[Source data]
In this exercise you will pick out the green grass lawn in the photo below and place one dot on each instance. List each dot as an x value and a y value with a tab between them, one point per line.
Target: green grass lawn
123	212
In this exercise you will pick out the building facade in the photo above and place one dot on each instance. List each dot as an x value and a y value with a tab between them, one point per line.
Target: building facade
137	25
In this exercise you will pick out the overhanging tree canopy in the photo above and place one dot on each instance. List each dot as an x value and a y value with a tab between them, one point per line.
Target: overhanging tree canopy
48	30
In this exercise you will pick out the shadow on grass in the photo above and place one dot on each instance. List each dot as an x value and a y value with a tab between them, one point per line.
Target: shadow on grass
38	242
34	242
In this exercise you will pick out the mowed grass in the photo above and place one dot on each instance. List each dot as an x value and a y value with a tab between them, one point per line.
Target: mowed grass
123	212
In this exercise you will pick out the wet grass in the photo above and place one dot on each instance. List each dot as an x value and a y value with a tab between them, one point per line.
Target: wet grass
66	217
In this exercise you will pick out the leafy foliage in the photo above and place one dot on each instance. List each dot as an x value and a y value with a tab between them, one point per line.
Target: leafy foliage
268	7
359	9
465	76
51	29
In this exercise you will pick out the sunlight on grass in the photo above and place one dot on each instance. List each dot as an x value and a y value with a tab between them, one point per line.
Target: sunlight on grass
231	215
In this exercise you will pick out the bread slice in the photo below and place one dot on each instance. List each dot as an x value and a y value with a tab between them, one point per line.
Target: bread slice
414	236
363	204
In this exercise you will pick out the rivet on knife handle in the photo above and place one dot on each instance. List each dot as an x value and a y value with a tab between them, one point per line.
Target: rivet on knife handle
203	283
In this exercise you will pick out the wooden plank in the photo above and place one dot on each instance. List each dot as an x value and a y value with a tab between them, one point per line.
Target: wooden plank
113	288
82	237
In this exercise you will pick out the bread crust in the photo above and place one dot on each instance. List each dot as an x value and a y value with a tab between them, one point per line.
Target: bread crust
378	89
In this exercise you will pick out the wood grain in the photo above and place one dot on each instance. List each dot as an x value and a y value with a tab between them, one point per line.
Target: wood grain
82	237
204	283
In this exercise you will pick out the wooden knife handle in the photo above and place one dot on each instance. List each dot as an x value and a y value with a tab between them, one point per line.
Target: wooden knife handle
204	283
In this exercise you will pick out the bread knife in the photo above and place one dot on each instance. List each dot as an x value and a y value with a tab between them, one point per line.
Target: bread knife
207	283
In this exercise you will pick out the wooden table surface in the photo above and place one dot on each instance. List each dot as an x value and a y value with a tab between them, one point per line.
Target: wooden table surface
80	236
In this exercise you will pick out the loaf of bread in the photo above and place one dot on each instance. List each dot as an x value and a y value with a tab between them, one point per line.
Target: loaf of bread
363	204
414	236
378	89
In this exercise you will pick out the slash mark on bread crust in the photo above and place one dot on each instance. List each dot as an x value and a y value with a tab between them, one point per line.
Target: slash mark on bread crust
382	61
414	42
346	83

■ Exercise aim ■
Place each line of the material above into a JSON list of strings, one string per line, and skip any blank lines.

■ Output for this exercise ■
[
  "In this exercise you will pick out the green grass lawn in the photo below and place one dot on each instance. List each dot as an x value and a y value with a tab between them, one point per line.",
  "Target: green grass lawn",
  "123\t212",
  "In this exercise you will pick out the building facade in the photo above and place one dot on each instance. List each dot as an x value and a y value with a tab between them, one point per line.",
  "Target: building facade",
  "137\t25",
  "In this exercise you will pick out the overhanging tree canopy in the photo above and place one dot on each instance. List each dot as an x value and a y value with a tab between them, one point per line.",
  "Target: overhanging tree canopy",
  "48\t30",
  "In this exercise you will pick out the shadow on grass in the photo above and place one dot on each instance. List each dot as an x value and a y value with a tab between them, one point per line.",
  "Target: shadow on grass",
  "38\t242",
  "34\t242",
  "In this exercise you will pick out the mowed grass in the photo above and place one dot on each instance. List each dot as an x value and a y value with a tab between them, one point per line.",
  "Target: mowed grass",
  "123\t212",
  "In this exercise you will pick out the wet grass in the photo above and place one dot on each instance. List each dot as an x value and a y value with a tab between them, one point per line.",
  "Target: wet grass",
  "66\t217",
  "In this exercise you will pick out the leafy foliage in the photo above and place one dot on each instance. List each dot as an x value and a y value with a tab between them, one point per line.",
  "Target: leafy foliage",
  "268\t7",
  "359\t9",
  "465\t76",
  "51\t29",
  "In this exercise you will pick out the sunlight on grass in the photo above and place one dot on each instance. List each dot as an x value and a y value with a tab between them, one point per line.",
  "Target: sunlight on grass",
  "231\t215",
  "In this exercise you will pick out the bread slice in the photo below and place one dot on each instance. List each dot as an x value and a y value with a tab between them, one point per line.",
  "Target: bread slice",
  "414\t236",
  "363\t204",
  "In this exercise you will pick out the rivet on knife handle in the photo above and place one dot on each instance. List each dot as an x value and a y value with a tab between them, one point per line.",
  "Target: rivet on knife handle",
  "203\t283",
  "In this exercise you will pick out the wooden plank in the photo above and place one dot on each instance. List each dot as an x value and a y value with a tab between them, one point per line.",
  "Target: wooden plank",
  "113\t288",
  "82\t237",
  "In this exercise you will pick out the bread crust in the photo above and place one dot on each instance. List each dot as an x value and a y value with a tab between them, one point per line.",
  "Target: bread crust",
  "378\t89",
  "In this exercise you will pick out the wood grain in the photo above and place one dot on each instance. List each dot as an x value and a y value with a tab between them, one point per line.",
  "Target: wood grain",
  "82\t237",
  "204\t283",
  "In this exercise you will pick out the wooden knife handle in the photo above and place one dot on each instance. List each dot as an x value and a y value with a tab between them, one point per line.",
  "Target: wooden knife handle",
  "204\t283",
  "In this exercise you will pick out the bread knife in the photo above and place one dot on each instance. List each dot as an x value and a y value with a tab between them, one point per line.",
  "Target: bread knife",
  "207\t283",
  "In this exercise you will pick out the wooden table surface in the photo above and place one dot on each instance. List each dot as an x value and a y value with a tab between them, one point per line.",
  "Target: wooden table surface",
  "80\t236",
  "In this exercise you will pick out the loaf of bread in the photo above and place one dot on each instance. List each dot as an x value and a y value with a tab between them, one point per line.",
  "Target: loaf of bread",
  "363\t204",
  "414\t236",
  "378\t89",
  "In this exercise you will pick out the slash mark on bread crust in the photo above and place one dot on each instance. List each dot as an x value and a y value with a tab between them, one point per line.",
  "Target: slash mark on bread crust",
  "382\t61",
  "414\t42",
  "346\t83"
]